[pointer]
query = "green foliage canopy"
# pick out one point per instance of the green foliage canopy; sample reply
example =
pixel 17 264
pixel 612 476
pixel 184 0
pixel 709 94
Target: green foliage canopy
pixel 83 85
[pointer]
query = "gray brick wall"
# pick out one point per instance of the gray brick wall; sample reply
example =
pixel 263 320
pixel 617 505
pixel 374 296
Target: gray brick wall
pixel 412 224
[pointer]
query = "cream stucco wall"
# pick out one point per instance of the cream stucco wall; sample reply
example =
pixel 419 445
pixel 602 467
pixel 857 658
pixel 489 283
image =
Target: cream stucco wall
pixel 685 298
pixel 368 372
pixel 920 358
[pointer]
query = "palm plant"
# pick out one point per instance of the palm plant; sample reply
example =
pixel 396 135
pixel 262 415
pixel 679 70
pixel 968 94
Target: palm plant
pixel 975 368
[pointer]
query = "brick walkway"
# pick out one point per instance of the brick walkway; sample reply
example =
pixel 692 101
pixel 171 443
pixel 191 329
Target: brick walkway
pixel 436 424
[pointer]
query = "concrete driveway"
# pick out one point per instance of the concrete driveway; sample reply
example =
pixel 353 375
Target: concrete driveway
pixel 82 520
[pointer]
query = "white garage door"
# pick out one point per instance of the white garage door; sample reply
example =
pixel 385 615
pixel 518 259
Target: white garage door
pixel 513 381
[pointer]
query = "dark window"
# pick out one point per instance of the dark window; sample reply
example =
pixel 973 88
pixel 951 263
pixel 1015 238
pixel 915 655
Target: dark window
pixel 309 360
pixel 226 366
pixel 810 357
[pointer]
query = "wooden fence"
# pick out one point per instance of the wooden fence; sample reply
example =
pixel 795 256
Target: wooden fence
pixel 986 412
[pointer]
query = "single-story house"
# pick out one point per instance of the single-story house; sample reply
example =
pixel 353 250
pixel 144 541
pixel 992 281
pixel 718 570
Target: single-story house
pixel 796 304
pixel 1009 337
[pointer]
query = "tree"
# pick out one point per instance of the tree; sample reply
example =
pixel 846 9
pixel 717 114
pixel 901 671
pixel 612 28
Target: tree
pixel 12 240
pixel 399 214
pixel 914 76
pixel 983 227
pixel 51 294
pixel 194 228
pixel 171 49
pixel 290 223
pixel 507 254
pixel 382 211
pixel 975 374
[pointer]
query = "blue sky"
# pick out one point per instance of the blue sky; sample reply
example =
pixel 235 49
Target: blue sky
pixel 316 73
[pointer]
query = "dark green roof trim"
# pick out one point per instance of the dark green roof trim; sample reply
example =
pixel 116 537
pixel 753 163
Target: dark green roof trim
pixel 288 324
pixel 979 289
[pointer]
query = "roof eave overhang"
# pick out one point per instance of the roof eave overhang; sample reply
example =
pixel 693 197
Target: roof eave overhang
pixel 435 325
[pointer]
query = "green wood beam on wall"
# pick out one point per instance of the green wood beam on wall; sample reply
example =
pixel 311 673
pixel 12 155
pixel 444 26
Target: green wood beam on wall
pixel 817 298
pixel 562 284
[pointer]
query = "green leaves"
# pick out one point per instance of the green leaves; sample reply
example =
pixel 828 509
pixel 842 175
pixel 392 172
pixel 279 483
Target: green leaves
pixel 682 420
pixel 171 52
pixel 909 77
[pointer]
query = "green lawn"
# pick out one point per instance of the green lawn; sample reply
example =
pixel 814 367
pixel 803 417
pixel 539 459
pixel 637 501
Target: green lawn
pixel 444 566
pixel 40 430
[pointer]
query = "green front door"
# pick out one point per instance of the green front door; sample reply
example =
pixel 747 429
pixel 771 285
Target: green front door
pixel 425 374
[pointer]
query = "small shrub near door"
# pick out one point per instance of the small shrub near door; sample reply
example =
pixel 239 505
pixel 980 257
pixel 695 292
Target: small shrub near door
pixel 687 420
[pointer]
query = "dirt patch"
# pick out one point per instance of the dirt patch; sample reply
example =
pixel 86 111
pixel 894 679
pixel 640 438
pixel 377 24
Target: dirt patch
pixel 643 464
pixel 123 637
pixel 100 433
■ ■ ■ ■ ■
→ PROBLEM STATEMENT
Please rewrite all the records above with "sample reply" renamed to "example output" everywhere it occurs. Leave everything else unchanged.

→ TASK SOLUTION
[pointer]
query = "green foliage canopy"
# pick out one point per instance of the green foliage canopy; example output
example =
pixel 17 264
pixel 612 476
pixel 184 0
pixel 709 94
Target: green foliage canopy
pixel 83 85
[pointer]
query = "gray brick wall"
# pick out one point per instance of the gray brick wall; example output
example =
pixel 263 320
pixel 617 505
pixel 374 296
Target: gray brick wall
pixel 412 224
[pointer]
query = "cream stucco wall"
# pick out one point per instance of the cream stucco wall; example output
example =
pixel 419 445
pixel 602 467
pixel 857 658
pixel 489 283
image =
Target: cream stucco wall
pixel 685 298
pixel 368 372
pixel 920 358
[pointer]
query = "palm plant"
# pick out one point per instance of the palm plant; example output
example =
pixel 396 135
pixel 262 415
pixel 679 70
pixel 968 94
Target: palm plant
pixel 975 368
[pointer]
query = "brick walkway"
# pick out one point per instance of the brick walkway; example output
example =
pixel 692 101
pixel 171 443
pixel 191 329
Target: brick walkway
pixel 436 424
[pointer]
query = "concrete driveway"
# pick out one point per instance of the concrete driveway; example output
example =
pixel 353 375
Target: concrete driveway
pixel 82 520
[pointer]
query = "white garage door"
# pick out one point per instance of the white garage door; example output
example =
pixel 385 615
pixel 518 259
Target: white garage door
pixel 513 381
[pointer]
query = "dark window"
# pick out one point per instance of the dark window; example output
example =
pixel 973 88
pixel 951 263
pixel 1015 238
pixel 915 655
Target: dark window
pixel 309 360
pixel 226 366
pixel 810 357
[pointer]
query = "wooden fence"
# pick out one point per instance of the wooden fence; example output
example =
pixel 795 256
Target: wooden fence
pixel 986 412
[pointer]
query = "single-story house"
# pick out one point per instance of the single-story house; example output
example =
pixel 353 250
pixel 144 541
pixel 992 281
pixel 718 570
Target: single-story house
pixel 796 304
pixel 1009 337
[pointer]
query = "tree"
# pick out one point per instance of the tree; example output
example =
pixel 846 9
pixel 717 114
pixel 901 671
pixel 612 28
Target: tree
pixel 12 240
pixel 399 214
pixel 914 76
pixel 983 227
pixel 51 294
pixel 194 228
pixel 171 49
pixel 290 223
pixel 507 254
pixel 382 211
pixel 975 374
[pointer]
query = "blue sky"
# pick out one point per instance of the blue sky; example output
example =
pixel 235 49
Target: blue sky
pixel 316 73
[pointer]
query = "dark green roof trim"
# pick out one point per instance of the dark green roof trim; example output
example =
pixel 116 537
pixel 753 163
Target: dark green roof trim
pixel 288 324
pixel 979 289
[pointer]
query = "roof eave overhang"
# pick out one point per instance of the roof eave overhang; example output
example =
pixel 693 197
Target: roof eave overhang
pixel 435 325
[pointer]
query = "green wood beam on wall"
# pick out one point per instance of the green wood beam on wall; example output
example =
pixel 311 673
pixel 12 155
pixel 444 26
Target: green wood beam on wall
pixel 817 298
pixel 562 284
[pointer]
query = "green leaves"
# pick out one point per instance of the green leaves; example output
example =
pixel 828 509
pixel 842 175
pixel 392 172
pixel 279 483
Target: green leaves
pixel 682 420
pixel 171 52
pixel 909 77
[pointer]
query = "green lawn"
# pick out one point per instance of the green lawn; example output
example =
pixel 814 367
pixel 803 417
pixel 539 459
pixel 637 501
Target: green lawn
pixel 444 566
pixel 40 430
[pointer]
query = "green front door"
# pick out one point per instance of the green front door; example output
example =
pixel 747 429
pixel 771 285
Target: green front door
pixel 425 374
[pointer]
query = "small shrub near door"
# pick out one point per instance of the small shrub near door; example output
example =
pixel 239 505
pixel 980 257
pixel 695 292
Target: small shrub near door
pixel 687 420
[pointer]
query = "dirt patch"
# pick out one point per instance of the dirt patch; example output
example =
pixel 86 111
pixel 894 679
pixel 640 438
pixel 377 24
Target: dirt patch
pixel 643 464
pixel 123 637
pixel 100 433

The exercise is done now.